During the Vietnam War, South Vietnamese stations played homegrown renditions of the rock and soul sounds dominating American airwaves.

The Radiooooo.com app allows modern listeners to experience a bit of that magical time traveling sensation, via an interactive map that allows you to tune in to specific countries and decades.

The content here is user-generated. Register for a free account, and you too can begin sharing eccentric faves.

Find a user whose tastes mirror your own? Click their profile for a stat card of tracks they’ve favorited and uploaded, as well as any other sundry details they may feel like sharing, such as country of origin and age.

There are fun awards to be earned here, with the most sought after pelts going to the first to upload a song to an empty country, or upload a track from 1910-1920. (Cameroon, 1940 … go!)

As with an actual radio, you are not selecting the actual playlist, though you can nudge the needle a bit by toggling to your desired mood—slow, fast and/or weird.

And you need not limit yourself to a single destination. Embark on a strange musical trip by using Radiooooo's taxi function to carry you to multiple countries and decades. (I closed my eyes and wound up shuttling between Ukraine and Mauritania in the 60s and 80s.)

Dotted around the map are island icons, where the ever-growing collection is sorted according to themes like Hawaii, Neverland (“for children big and small”), and 8-Bit video game music. Le Club, floating midway between Europe and North America, contains brand new releases from contemporary labels.

__Task material__

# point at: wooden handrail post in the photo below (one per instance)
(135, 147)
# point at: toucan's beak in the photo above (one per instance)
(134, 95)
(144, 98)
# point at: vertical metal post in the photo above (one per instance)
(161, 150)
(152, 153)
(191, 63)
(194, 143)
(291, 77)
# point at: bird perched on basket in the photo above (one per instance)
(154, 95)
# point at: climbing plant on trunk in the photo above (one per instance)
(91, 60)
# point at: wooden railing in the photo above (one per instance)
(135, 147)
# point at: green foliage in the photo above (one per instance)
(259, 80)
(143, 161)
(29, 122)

__Exercise tasks__
- A) Can you render the records as a numbered list, from the line with "# point at: vertical" through the end of the records, leaving out any blank lines?
- B) What comes next in the passage about the Radiooooo music app? Continue it from where it stops.

__Outputs by task__
- A)
1. # point at: vertical metal post in the photo above (one per instance)
2. (161, 150)
3. (152, 153)
4. (191, 63)
5. (194, 143)
6. (291, 77)
7. # point at: bird perched on basket in the photo above (one per instance)
8. (154, 95)
9. # point at: climbing plant on trunk in the photo above (one per instance)
10. (91, 60)
11. # point at: wooden railing in the photo above (one per instance)
12. (135, 147)
13. # point at: green foliage in the photo above (one per instance)
14. (259, 80)
15. (143, 161)
16. (29, 122)

- B)
The Now Playing window includes an option to buy, when possible, as well as the artist’s name and album artwork. Share, like, get your groove on…

And stay tuned for Radiooooo’s latest baby, Le Globe, an interactive 3-D map of the world and a decade selector dial mounted on a “beautiful connected object.”

The boundaries are extremely permeable here.

Have a browse through Radiooooo’s Instagram feed for a feast of cover art or head to France for one of their in-person listening parties. (There’s one next week in the secret listening room of Paris’ Grand Hotel Amour.)

Readers, if your explorations unearth an exceptional track, please share it in the comments, below.

Download the Radioooo app for Mac or Android here, or listen on the website. (You may need to fool around with various browsers to find the one that works best for you.)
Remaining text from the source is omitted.